[EXERCISE BRIEF]: Beginning at the line that includes "Target: grey roof tile" in the entries below, print each line exactly as it appears, through the last one.

[MATERIAL TO PROCESS]:
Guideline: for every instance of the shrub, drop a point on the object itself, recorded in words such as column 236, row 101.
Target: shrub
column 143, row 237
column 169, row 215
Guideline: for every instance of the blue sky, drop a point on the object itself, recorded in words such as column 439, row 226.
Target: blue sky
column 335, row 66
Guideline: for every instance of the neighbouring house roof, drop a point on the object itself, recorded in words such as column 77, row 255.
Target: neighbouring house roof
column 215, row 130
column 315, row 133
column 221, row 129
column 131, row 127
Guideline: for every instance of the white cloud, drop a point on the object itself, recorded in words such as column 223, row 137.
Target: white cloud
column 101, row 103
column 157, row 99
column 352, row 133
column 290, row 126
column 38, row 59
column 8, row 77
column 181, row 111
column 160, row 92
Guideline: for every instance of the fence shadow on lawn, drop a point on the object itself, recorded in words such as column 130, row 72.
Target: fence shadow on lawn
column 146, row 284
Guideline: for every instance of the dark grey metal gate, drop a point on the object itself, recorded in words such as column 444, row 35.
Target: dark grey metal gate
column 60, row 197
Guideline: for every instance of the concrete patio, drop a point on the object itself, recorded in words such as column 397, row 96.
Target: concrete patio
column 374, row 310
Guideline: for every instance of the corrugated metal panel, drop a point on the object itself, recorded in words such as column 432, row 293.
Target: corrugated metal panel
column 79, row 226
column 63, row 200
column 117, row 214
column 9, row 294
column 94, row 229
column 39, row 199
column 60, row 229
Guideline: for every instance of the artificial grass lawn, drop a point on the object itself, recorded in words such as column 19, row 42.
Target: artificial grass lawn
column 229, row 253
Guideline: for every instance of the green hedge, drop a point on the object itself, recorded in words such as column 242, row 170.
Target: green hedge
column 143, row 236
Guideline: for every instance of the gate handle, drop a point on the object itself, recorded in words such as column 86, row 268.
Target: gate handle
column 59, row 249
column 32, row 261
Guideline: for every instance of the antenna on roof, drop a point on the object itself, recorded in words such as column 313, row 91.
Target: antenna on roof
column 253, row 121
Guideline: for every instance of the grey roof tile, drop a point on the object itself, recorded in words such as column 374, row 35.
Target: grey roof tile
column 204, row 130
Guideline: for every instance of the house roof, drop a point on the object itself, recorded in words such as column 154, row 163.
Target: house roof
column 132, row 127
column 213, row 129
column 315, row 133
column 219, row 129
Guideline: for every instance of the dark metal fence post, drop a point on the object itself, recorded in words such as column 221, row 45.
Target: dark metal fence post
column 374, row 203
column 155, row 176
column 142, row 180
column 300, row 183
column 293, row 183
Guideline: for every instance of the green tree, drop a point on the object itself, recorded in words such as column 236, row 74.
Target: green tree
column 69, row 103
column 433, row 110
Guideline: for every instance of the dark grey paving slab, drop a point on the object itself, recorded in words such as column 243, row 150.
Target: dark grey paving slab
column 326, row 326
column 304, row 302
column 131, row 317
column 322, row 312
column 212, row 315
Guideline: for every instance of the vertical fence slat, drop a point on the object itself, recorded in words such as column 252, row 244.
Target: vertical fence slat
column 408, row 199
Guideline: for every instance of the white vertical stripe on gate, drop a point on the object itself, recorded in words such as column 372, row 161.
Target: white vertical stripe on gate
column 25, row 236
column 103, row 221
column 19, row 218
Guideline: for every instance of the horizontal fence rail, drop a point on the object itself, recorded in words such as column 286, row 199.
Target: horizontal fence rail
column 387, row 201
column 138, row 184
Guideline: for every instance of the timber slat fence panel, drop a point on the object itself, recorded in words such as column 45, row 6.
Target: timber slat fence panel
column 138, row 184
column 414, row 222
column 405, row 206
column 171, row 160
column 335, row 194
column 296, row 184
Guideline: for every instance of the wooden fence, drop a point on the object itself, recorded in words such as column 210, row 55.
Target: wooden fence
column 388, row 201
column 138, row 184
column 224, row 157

[ANSWER BOX]:
Target: grey roof tile
column 204, row 130
Guideline: for every instance of the house roof, drop a point on the object itself, recorded in words such as column 154, row 163.
Target: house roof
column 132, row 127
column 213, row 129
column 315, row 133
column 219, row 129
Guideline: for every instance of the dark metal fence post, drop a point on the object itself, recorded in words such as column 221, row 45.
Target: dark metal fence post
column 374, row 203
column 155, row 176
column 142, row 180
column 300, row 183
column 293, row 183
Guideline: for every instance of the green tree, drop a point on the object itself, recorded in words such as column 236, row 74.
Target: green tree
column 69, row 103
column 433, row 110
Guideline: for every instance of the dark grey paving slab, drop a point on the object itself, recorded in words such as column 243, row 150.
Target: dark grey paving slab
column 326, row 326
column 304, row 302
column 131, row 317
column 322, row 312
column 212, row 315
Guideline: for every instance of the vertical fence slat, drop a point on the object itself, recorded in words such as column 252, row 244.
Target: vertical fence slat
column 408, row 199
Guideline: for every instance of the white vertical stripe on gate, drop a point on the object itself, recorded in words such as column 372, row 161.
Target: white vertical stripe on gate
column 25, row 236
column 103, row 221
column 19, row 218
Guideline: for every instance of the horizontal fence rail, drop a point on the object itself, recorded in words such as column 286, row 199.
Target: horizontal fence rail
column 387, row 201
column 138, row 184
Guideline: for every instance of the timber slat fence panel, drop a point on the object itself, recorded in words such as column 45, row 6.
Target: timber slat fence panel
column 138, row 184
column 414, row 222
column 405, row 206
column 171, row 160
column 335, row 194
column 296, row 184
Guideline: for every instance of the wooden fence, drop a point on the object itself, recorded in words such as column 210, row 55.
Target: wooden fence
column 388, row 201
column 138, row 184
column 224, row 157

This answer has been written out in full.